## START Listed records

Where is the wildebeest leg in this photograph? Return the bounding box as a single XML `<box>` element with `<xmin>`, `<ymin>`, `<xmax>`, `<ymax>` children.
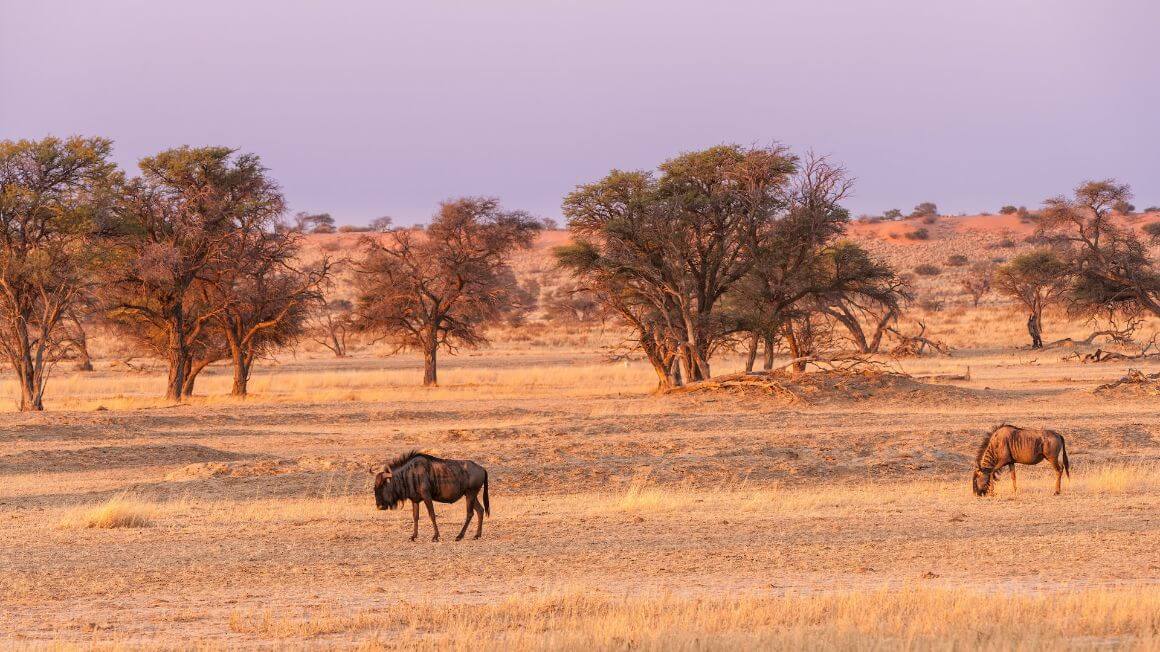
<box><xmin>411</xmin><ymin>500</ymin><xmax>419</xmax><ymax>541</ymax></box>
<box><xmin>426</xmin><ymin>498</ymin><xmax>438</xmax><ymax>541</ymax></box>
<box><xmin>455</xmin><ymin>495</ymin><xmax>476</xmax><ymax>541</ymax></box>
<box><xmin>476</xmin><ymin>499</ymin><xmax>484</xmax><ymax>538</ymax></box>
<box><xmin>1047</xmin><ymin>457</ymin><xmax>1064</xmax><ymax>495</ymax></box>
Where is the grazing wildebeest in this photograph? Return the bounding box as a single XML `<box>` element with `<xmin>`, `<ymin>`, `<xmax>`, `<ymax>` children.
<box><xmin>370</xmin><ymin>450</ymin><xmax>492</xmax><ymax>541</ymax></box>
<box><xmin>971</xmin><ymin>423</ymin><xmax>1072</xmax><ymax>495</ymax></box>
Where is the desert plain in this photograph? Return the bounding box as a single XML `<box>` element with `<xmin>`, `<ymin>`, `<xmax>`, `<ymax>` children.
<box><xmin>0</xmin><ymin>216</ymin><xmax>1160</xmax><ymax>650</ymax></box>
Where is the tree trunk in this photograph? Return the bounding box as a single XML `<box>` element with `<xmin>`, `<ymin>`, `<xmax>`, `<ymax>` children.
<box><xmin>230</xmin><ymin>353</ymin><xmax>254</xmax><ymax>397</ymax></box>
<box><xmin>761</xmin><ymin>333</ymin><xmax>776</xmax><ymax>371</ymax></box>
<box><xmin>867</xmin><ymin>310</ymin><xmax>894</xmax><ymax>353</ymax></box>
<box><xmin>331</xmin><ymin>331</ymin><xmax>347</xmax><ymax>357</ymax></box>
<box><xmin>19</xmin><ymin>365</ymin><xmax>44</xmax><ymax>412</ymax></box>
<box><xmin>745</xmin><ymin>333</ymin><xmax>757</xmax><ymax>374</ymax></box>
<box><xmin>165</xmin><ymin>305</ymin><xmax>191</xmax><ymax>401</ymax></box>
<box><xmin>785</xmin><ymin>324</ymin><xmax>805</xmax><ymax>374</ymax></box>
<box><xmin>423</xmin><ymin>332</ymin><xmax>438</xmax><ymax>387</ymax></box>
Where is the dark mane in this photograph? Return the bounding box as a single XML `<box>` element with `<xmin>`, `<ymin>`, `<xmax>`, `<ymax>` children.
<box><xmin>386</xmin><ymin>449</ymin><xmax>437</xmax><ymax>471</ymax></box>
<box><xmin>974</xmin><ymin>423</ymin><xmax>1015</xmax><ymax>466</ymax></box>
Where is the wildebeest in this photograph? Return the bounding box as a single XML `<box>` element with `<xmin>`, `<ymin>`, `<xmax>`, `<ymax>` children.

## END Listed records

## Instructions for the task
Reproduce the lines word for word, starting at the one holding "Where is the dark" and ending at the final line of the material above.

## Exercise response
Where is the dark mane in this photograph? Return the bounding box as a single XML `<box>` element with `<xmin>`, `<ymin>`, `<xmax>`, `<ymax>` children.
<box><xmin>386</xmin><ymin>449</ymin><xmax>437</xmax><ymax>471</ymax></box>
<box><xmin>974</xmin><ymin>423</ymin><xmax>1015</xmax><ymax>466</ymax></box>
Where is the wildebeest in this photograph? Return the bounding box as a single XML `<box>` element with `<xmin>`, `<ymin>`, `<xmax>`, `<ymax>` children.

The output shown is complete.